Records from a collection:
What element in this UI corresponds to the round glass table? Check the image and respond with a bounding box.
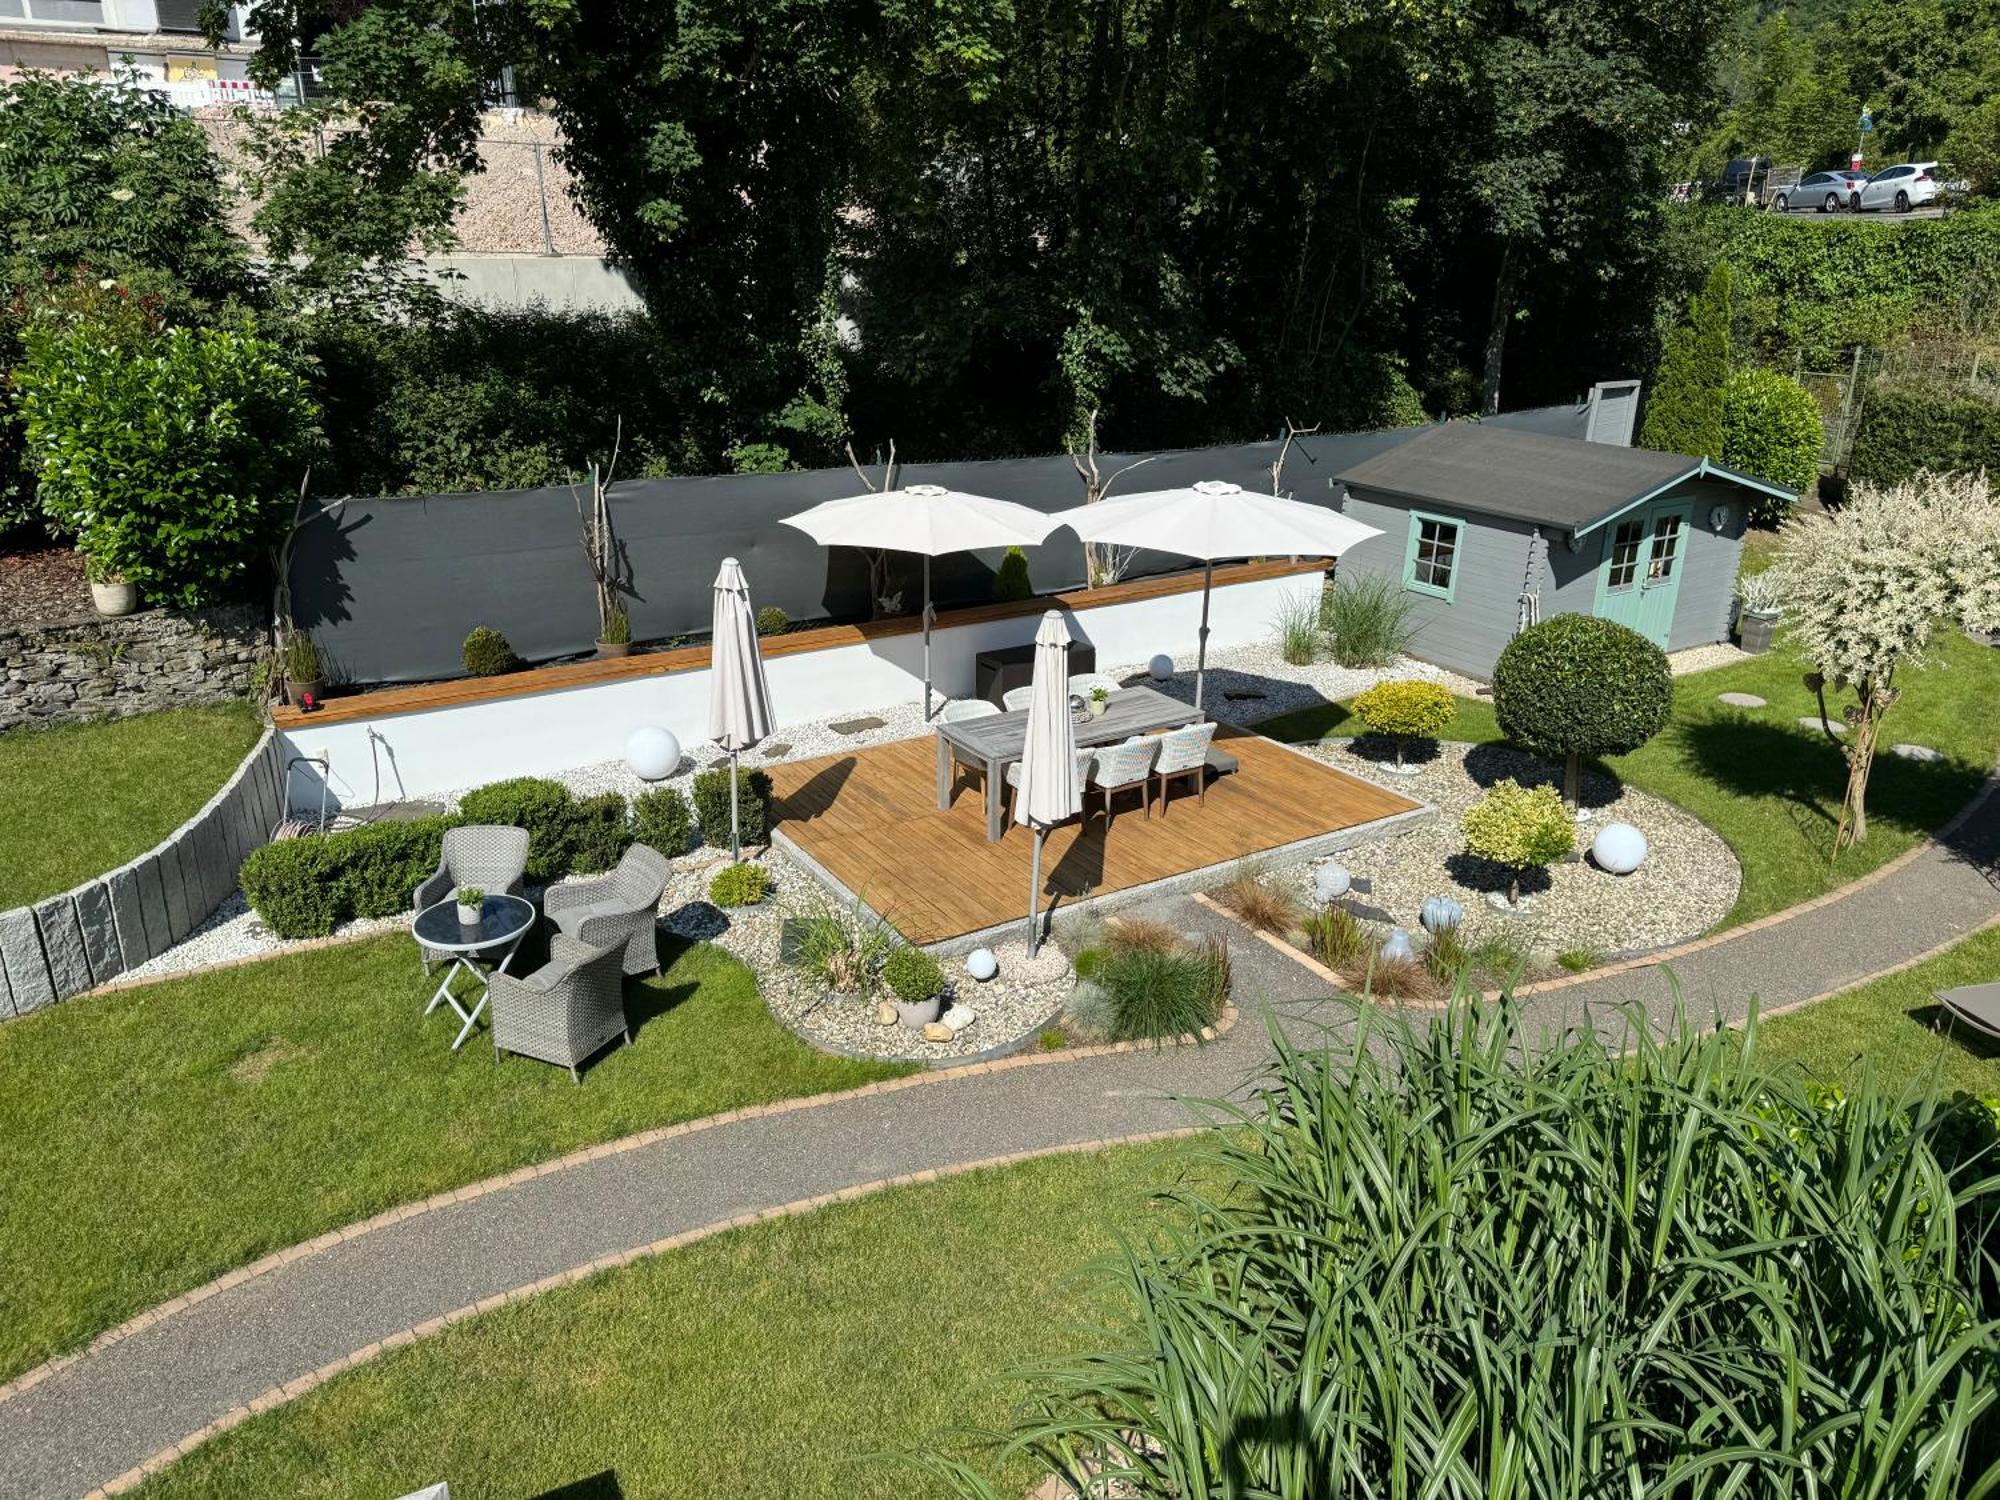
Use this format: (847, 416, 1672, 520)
(412, 893, 537, 1050)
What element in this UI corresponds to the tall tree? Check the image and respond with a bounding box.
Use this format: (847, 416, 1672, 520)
(1641, 261, 1733, 457)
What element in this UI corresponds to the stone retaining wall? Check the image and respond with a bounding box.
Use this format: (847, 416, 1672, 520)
(0, 604, 264, 734)
(0, 731, 286, 1019)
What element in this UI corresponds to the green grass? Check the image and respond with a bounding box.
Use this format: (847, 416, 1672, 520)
(0, 702, 262, 909)
(1254, 632, 2000, 927)
(1736, 525, 1785, 578)
(0, 933, 909, 1382)
(138, 1143, 1192, 1500)
(1758, 924, 2000, 1097)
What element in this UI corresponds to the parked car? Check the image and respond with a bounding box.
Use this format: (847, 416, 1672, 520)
(1851, 162, 1940, 212)
(1774, 169, 1869, 212)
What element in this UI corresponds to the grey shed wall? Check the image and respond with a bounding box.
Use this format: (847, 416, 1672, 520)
(1542, 477, 1748, 650)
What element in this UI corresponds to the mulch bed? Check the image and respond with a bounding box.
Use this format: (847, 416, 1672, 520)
(0, 546, 92, 630)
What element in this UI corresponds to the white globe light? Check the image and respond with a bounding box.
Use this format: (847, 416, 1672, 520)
(625, 726, 682, 782)
(1148, 653, 1174, 682)
(966, 947, 998, 982)
(1592, 821, 1648, 876)
(1313, 862, 1352, 904)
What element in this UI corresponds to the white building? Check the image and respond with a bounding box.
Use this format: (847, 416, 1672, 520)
(0, 1, 271, 106)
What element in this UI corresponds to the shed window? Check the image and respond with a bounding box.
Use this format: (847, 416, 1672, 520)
(1605, 518, 1645, 591)
(1647, 512, 1685, 581)
(1404, 514, 1462, 600)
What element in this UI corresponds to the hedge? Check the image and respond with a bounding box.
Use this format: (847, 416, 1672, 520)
(693, 765, 775, 848)
(240, 815, 460, 939)
(1847, 383, 2000, 487)
(1720, 368, 1822, 519)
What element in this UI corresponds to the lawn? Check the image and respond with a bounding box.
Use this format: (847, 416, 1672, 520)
(0, 933, 909, 1382)
(1256, 630, 2000, 927)
(1758, 923, 2000, 1097)
(0, 701, 263, 909)
(138, 1143, 1189, 1500)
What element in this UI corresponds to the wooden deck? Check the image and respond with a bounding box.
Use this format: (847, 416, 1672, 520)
(767, 725, 1423, 945)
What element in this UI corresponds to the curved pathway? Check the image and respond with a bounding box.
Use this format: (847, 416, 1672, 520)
(3, 787, 1996, 1500)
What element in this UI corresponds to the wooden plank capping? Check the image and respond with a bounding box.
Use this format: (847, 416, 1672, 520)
(273, 559, 1328, 730)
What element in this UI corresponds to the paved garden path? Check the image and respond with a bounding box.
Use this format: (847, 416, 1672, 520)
(3, 788, 1996, 1500)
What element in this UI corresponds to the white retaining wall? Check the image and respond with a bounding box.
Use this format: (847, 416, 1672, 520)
(280, 569, 1319, 811)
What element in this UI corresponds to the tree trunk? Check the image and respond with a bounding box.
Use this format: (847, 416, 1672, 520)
(1834, 676, 1890, 854)
(1563, 751, 1581, 811)
(1481, 239, 1520, 417)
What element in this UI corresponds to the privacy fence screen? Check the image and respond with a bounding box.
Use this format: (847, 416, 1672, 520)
(290, 405, 1593, 687)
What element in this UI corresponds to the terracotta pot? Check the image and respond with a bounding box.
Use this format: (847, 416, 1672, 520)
(287, 677, 322, 707)
(595, 639, 631, 659)
(89, 576, 139, 617)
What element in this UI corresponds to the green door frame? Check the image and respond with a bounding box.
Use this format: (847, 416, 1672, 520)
(1592, 499, 1691, 647)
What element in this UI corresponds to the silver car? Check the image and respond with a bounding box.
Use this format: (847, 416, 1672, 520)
(1852, 162, 1940, 213)
(1774, 169, 1869, 212)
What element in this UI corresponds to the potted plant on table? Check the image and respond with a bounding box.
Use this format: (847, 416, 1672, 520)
(883, 945, 947, 1028)
(455, 886, 486, 927)
(1088, 684, 1111, 718)
(1735, 569, 1785, 654)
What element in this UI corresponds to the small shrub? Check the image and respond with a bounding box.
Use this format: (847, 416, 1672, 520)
(1469, 926, 1532, 979)
(457, 776, 577, 882)
(1302, 905, 1367, 969)
(1721, 368, 1822, 520)
(883, 945, 945, 1002)
(461, 626, 518, 677)
(1351, 679, 1456, 764)
(1064, 979, 1116, 1040)
(993, 545, 1033, 603)
(1100, 945, 1224, 1041)
(708, 861, 771, 908)
(1557, 945, 1602, 974)
(1462, 778, 1575, 905)
(1274, 590, 1321, 666)
(755, 605, 789, 637)
(1736, 567, 1786, 615)
(1073, 947, 1110, 982)
(1215, 869, 1300, 934)
(632, 785, 694, 855)
(240, 814, 459, 939)
(568, 791, 635, 874)
(1037, 1026, 1069, 1051)
(1490, 614, 1672, 805)
(693, 765, 774, 848)
(600, 608, 631, 645)
(1109, 916, 1189, 954)
(1320, 574, 1416, 667)
(1054, 910, 1109, 961)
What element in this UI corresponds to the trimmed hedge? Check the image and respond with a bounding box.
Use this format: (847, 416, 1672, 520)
(240, 815, 459, 939)
(693, 765, 774, 848)
(1492, 615, 1673, 767)
(1721, 368, 1822, 520)
(457, 777, 582, 882)
(1847, 383, 2000, 487)
(633, 785, 694, 856)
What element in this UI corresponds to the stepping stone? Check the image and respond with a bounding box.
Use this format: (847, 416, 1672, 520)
(1799, 716, 1847, 735)
(829, 716, 886, 736)
(1891, 742, 1944, 762)
(760, 742, 792, 759)
(1222, 689, 1267, 701)
(1717, 692, 1766, 708)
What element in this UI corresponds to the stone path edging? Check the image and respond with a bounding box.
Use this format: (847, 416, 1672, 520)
(0, 1004, 1237, 1412)
(75, 1126, 1205, 1500)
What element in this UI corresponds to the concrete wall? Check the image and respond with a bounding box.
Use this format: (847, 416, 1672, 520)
(0, 731, 285, 1019)
(280, 568, 1322, 811)
(0, 603, 262, 733)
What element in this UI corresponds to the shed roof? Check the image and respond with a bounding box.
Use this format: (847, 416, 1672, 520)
(1334, 422, 1792, 534)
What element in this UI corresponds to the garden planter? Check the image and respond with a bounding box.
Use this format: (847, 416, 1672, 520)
(595, 639, 631, 659)
(89, 576, 138, 617)
(893, 993, 943, 1028)
(1738, 608, 1779, 654)
(286, 677, 322, 707)
(1087, 698, 1109, 718)
(456, 900, 483, 927)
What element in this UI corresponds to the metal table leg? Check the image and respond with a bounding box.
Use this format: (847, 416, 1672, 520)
(935, 732, 950, 809)
(449, 929, 529, 1051)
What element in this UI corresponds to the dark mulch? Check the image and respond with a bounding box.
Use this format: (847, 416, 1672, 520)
(0, 546, 92, 630)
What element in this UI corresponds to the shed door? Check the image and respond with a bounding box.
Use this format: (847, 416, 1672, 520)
(1593, 502, 1690, 647)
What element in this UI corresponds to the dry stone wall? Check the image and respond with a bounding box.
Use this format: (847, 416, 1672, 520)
(0, 604, 263, 734)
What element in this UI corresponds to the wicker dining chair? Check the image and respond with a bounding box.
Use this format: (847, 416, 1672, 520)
(488, 935, 630, 1083)
(544, 842, 672, 976)
(1086, 736, 1158, 826)
(1002, 685, 1036, 711)
(938, 699, 1004, 802)
(414, 824, 530, 972)
(1150, 721, 1218, 816)
(1005, 749, 1098, 825)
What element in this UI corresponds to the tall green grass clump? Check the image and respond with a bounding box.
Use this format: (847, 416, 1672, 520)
(921, 999, 2000, 1497)
(1273, 590, 1321, 666)
(1319, 573, 1416, 667)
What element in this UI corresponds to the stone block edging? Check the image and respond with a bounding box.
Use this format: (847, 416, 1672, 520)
(0, 727, 286, 1021)
(0, 1002, 1237, 1409)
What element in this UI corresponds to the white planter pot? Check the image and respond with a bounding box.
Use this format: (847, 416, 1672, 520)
(90, 577, 139, 617)
(456, 902, 482, 926)
(893, 993, 943, 1028)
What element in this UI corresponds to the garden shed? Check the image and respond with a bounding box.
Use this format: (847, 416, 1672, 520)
(1330, 422, 1794, 677)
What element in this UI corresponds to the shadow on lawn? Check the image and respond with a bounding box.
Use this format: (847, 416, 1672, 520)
(533, 1472, 623, 1499)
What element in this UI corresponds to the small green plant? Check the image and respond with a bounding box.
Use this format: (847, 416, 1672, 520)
(1462, 779, 1575, 906)
(1351, 678, 1456, 765)
(1274, 590, 1321, 666)
(693, 765, 774, 848)
(632, 785, 694, 855)
(453, 885, 484, 908)
(1037, 1026, 1068, 1052)
(708, 861, 771, 908)
(1469, 926, 1532, 979)
(1320, 574, 1416, 668)
(755, 605, 789, 637)
(1424, 924, 1471, 987)
(461, 626, 518, 677)
(883, 945, 945, 1003)
(283, 630, 320, 684)
(993, 545, 1033, 603)
(1302, 905, 1367, 969)
(1091, 684, 1110, 704)
(789, 906, 893, 994)
(1556, 945, 1602, 974)
(600, 608, 631, 645)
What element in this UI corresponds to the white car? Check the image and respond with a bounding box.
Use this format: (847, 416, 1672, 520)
(1774, 169, 1869, 212)
(1852, 162, 1940, 213)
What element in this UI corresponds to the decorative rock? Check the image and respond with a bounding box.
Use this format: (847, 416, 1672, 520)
(1591, 821, 1649, 875)
(1717, 692, 1767, 709)
(921, 1021, 954, 1043)
(1313, 862, 1352, 905)
(1891, 742, 1944, 763)
(1148, 653, 1174, 681)
(1419, 896, 1463, 933)
(624, 726, 682, 781)
(1800, 716, 1847, 736)
(940, 1002, 978, 1034)
(965, 947, 998, 981)
(830, 715, 887, 735)
(874, 1001, 898, 1026)
(760, 742, 792, 760)
(1484, 891, 1533, 915)
(1379, 927, 1415, 962)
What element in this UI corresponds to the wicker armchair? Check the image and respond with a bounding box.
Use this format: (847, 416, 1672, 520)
(414, 824, 531, 971)
(1150, 721, 1217, 816)
(489, 935, 630, 1083)
(1087, 736, 1158, 826)
(543, 843, 672, 976)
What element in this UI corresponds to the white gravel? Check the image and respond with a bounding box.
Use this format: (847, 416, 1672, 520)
(1668, 643, 1753, 676)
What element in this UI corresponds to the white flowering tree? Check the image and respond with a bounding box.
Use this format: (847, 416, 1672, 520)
(1778, 471, 2000, 852)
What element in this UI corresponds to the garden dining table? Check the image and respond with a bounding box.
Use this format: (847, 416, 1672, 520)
(412, 893, 537, 1050)
(934, 683, 1200, 842)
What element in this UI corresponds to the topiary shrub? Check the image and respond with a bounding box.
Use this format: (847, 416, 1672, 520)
(1461, 778, 1574, 906)
(1491, 614, 1672, 806)
(461, 626, 518, 676)
(1721, 368, 1822, 521)
(1351, 679, 1456, 765)
(457, 776, 577, 882)
(240, 814, 459, 939)
(883, 944, 945, 1002)
(755, 605, 789, 637)
(707, 861, 771, 907)
(1640, 261, 1732, 459)
(693, 765, 774, 848)
(568, 791, 635, 873)
(632, 785, 694, 856)
(993, 545, 1033, 603)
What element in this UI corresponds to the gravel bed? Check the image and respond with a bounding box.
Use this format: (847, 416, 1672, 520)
(1667, 642, 1752, 677)
(1252, 741, 1739, 957)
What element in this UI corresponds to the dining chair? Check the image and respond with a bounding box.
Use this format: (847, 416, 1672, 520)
(1150, 721, 1217, 816)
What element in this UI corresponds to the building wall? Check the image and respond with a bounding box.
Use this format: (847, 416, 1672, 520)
(0, 604, 263, 734)
(1542, 478, 1747, 650)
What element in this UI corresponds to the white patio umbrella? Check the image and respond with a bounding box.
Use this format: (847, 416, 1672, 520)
(1013, 610, 1085, 957)
(709, 556, 774, 862)
(781, 484, 1062, 720)
(1051, 480, 1383, 712)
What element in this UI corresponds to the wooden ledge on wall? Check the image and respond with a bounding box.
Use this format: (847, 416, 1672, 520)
(272, 559, 1328, 730)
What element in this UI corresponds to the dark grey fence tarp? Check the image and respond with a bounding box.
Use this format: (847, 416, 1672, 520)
(292, 405, 1594, 686)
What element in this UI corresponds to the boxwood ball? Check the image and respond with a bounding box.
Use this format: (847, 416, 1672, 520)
(1149, 654, 1175, 681)
(966, 947, 998, 982)
(1591, 821, 1649, 876)
(625, 726, 683, 782)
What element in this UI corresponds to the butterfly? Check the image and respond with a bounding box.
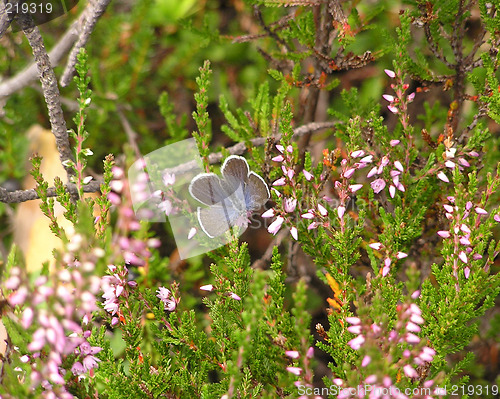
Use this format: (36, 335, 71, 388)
(188, 155, 270, 238)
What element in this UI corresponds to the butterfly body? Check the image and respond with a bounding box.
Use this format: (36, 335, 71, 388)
(189, 156, 270, 238)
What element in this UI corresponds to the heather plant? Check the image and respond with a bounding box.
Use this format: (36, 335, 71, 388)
(0, 1, 499, 399)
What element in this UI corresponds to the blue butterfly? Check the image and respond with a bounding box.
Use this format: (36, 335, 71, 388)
(188, 155, 270, 238)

=== Your task ===
From the records above, transcribe without alteration every line from the one with "What element in this UI corresponds to the shed window?" to the one with "What element in this UI corresponds to the hedge?", inclusive.

=== Written reply ===
What element in this UI corresponds to the shed window? Check the image and respond with a bounding box.
Use this format: (847, 416, 1672, 520)
(1605, 518, 1645, 591)
(1647, 512, 1685, 581)
(1404, 514, 1462, 600)
What element in this UI corresponds to the hedge? Check the image and respond with a bounding box.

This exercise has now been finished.